# Task input
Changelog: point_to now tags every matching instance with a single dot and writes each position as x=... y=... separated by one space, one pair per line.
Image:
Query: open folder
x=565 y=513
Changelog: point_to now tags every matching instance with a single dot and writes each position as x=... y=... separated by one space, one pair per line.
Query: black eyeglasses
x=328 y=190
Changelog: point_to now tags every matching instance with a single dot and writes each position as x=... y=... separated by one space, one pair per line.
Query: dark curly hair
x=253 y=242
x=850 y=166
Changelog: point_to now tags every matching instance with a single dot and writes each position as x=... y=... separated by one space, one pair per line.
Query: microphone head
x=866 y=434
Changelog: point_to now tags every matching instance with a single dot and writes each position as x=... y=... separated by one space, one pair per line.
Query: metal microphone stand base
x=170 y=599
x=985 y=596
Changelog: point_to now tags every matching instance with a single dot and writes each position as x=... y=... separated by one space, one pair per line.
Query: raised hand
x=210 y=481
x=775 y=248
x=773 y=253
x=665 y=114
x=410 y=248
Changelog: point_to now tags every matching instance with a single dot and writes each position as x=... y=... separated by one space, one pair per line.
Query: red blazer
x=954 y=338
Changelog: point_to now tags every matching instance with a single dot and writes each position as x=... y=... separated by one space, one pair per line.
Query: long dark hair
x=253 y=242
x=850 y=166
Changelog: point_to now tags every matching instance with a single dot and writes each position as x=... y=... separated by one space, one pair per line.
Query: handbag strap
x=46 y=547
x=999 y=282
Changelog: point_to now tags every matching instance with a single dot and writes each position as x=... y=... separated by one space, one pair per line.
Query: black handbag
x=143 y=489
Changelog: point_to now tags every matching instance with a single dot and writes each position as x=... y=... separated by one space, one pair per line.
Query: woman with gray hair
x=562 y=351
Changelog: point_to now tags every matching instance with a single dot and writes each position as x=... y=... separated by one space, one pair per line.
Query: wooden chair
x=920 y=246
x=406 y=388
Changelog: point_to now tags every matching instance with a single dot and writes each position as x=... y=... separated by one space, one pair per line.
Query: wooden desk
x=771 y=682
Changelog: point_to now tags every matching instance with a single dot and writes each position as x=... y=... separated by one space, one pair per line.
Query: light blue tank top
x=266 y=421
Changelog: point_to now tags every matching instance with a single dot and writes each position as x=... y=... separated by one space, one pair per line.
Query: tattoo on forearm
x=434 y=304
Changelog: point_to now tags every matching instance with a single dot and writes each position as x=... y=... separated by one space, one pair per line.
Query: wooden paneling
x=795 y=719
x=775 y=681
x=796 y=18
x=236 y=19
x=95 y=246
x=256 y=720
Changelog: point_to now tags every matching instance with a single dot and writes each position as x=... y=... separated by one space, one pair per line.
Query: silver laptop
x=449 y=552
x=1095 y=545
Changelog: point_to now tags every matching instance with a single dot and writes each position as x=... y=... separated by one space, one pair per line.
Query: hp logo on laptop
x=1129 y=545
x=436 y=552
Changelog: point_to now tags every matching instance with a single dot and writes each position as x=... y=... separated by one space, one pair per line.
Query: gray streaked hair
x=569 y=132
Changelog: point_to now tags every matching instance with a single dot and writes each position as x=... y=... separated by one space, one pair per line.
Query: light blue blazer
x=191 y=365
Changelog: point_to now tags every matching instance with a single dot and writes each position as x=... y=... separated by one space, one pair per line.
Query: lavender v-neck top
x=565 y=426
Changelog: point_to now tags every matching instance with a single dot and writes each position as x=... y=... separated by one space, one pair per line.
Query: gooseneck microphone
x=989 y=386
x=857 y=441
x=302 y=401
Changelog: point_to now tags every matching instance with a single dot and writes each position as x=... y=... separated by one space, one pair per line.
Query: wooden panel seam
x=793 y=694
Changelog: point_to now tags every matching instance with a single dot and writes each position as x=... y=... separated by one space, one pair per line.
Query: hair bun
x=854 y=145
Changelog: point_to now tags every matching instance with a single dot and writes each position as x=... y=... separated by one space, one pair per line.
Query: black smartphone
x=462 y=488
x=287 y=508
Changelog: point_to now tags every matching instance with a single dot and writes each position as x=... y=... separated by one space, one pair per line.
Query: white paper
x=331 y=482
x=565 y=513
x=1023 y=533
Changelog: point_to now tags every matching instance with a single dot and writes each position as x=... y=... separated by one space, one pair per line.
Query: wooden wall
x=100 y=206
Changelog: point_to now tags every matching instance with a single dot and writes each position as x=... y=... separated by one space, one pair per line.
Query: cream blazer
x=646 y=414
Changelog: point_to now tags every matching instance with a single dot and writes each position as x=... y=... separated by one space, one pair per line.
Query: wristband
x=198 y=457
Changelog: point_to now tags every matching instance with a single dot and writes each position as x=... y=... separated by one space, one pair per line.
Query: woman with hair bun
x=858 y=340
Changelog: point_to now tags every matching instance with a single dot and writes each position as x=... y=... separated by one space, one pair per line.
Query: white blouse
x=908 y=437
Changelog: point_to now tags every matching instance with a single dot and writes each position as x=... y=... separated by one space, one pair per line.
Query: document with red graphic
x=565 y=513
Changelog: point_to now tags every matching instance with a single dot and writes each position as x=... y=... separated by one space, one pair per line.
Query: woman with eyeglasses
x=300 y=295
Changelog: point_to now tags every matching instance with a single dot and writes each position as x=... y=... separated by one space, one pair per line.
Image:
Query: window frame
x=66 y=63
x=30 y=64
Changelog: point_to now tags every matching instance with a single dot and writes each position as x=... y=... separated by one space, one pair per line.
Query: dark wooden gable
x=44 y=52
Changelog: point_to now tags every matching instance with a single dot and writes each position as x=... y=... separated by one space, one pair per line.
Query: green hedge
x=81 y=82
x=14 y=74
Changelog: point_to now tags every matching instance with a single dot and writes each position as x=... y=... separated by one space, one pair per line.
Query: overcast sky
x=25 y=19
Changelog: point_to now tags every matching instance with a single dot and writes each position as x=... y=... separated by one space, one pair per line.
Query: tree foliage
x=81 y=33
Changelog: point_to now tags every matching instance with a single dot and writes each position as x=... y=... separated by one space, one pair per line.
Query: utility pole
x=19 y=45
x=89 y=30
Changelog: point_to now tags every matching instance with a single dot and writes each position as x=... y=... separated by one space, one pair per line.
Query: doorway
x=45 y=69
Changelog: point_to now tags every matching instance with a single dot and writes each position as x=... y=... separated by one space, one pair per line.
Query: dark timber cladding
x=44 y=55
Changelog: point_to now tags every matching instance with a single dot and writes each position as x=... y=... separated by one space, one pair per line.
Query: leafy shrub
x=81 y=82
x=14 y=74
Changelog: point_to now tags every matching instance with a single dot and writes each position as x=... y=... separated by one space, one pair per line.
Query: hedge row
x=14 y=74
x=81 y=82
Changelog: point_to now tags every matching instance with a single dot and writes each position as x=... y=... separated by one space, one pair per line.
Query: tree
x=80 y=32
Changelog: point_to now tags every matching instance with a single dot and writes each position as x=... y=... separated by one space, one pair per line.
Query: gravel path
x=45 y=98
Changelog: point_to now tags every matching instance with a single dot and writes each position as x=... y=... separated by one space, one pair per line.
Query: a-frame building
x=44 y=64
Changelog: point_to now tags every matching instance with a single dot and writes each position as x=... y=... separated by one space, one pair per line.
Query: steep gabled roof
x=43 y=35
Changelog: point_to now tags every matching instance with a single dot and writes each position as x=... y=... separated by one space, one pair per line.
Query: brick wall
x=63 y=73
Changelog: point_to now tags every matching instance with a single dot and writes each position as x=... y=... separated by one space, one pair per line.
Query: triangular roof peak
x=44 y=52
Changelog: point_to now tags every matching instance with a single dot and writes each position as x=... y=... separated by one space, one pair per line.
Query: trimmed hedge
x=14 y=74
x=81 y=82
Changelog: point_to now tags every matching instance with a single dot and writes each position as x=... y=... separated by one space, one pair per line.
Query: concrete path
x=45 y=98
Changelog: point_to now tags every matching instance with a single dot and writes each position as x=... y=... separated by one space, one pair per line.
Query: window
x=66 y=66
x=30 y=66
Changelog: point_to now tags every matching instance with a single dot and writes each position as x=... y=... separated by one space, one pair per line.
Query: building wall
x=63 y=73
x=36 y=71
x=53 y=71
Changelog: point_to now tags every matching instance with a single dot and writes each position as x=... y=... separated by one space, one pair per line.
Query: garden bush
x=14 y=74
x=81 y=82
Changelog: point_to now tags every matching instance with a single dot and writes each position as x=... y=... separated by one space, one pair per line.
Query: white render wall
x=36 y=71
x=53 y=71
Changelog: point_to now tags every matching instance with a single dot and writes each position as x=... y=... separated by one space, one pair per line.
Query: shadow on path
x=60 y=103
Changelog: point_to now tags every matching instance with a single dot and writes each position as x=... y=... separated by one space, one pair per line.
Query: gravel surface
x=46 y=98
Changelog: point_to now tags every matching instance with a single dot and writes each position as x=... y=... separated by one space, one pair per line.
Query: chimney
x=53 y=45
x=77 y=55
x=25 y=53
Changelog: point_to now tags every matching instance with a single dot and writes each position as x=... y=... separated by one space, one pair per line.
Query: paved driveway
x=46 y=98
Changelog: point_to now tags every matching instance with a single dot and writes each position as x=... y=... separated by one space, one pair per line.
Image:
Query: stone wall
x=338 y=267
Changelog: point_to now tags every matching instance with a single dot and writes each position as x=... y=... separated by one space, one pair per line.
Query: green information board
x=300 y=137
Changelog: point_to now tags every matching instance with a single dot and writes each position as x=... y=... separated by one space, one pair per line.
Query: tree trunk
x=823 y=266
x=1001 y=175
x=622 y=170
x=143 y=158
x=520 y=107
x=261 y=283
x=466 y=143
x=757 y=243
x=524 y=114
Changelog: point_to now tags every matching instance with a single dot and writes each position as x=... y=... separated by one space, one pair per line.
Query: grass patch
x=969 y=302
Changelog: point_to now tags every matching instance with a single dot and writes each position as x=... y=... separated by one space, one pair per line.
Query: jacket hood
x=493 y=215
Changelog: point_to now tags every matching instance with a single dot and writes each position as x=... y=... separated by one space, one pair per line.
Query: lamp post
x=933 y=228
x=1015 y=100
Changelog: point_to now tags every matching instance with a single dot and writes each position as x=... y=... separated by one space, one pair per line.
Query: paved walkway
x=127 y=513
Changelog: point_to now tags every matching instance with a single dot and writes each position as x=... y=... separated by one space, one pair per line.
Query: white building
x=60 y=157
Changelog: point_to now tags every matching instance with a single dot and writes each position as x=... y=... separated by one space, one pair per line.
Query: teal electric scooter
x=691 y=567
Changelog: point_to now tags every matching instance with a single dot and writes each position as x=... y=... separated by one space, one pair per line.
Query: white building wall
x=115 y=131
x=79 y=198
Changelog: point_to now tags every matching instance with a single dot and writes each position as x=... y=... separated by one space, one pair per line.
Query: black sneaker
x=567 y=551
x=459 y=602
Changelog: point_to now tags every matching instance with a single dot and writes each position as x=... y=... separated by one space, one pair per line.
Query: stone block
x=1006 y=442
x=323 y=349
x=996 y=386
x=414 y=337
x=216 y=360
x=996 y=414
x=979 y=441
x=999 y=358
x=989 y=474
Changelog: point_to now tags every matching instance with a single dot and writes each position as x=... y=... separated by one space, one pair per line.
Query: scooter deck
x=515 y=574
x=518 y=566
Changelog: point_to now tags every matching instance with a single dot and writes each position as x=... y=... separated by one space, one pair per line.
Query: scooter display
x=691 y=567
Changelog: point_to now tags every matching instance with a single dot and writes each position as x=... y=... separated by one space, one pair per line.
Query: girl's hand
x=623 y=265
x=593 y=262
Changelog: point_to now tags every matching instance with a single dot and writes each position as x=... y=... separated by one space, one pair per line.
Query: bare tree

# Your instructions
How many lines in the material above contain the word "eyeglasses"? Reply with only the number.

# Exercise result
2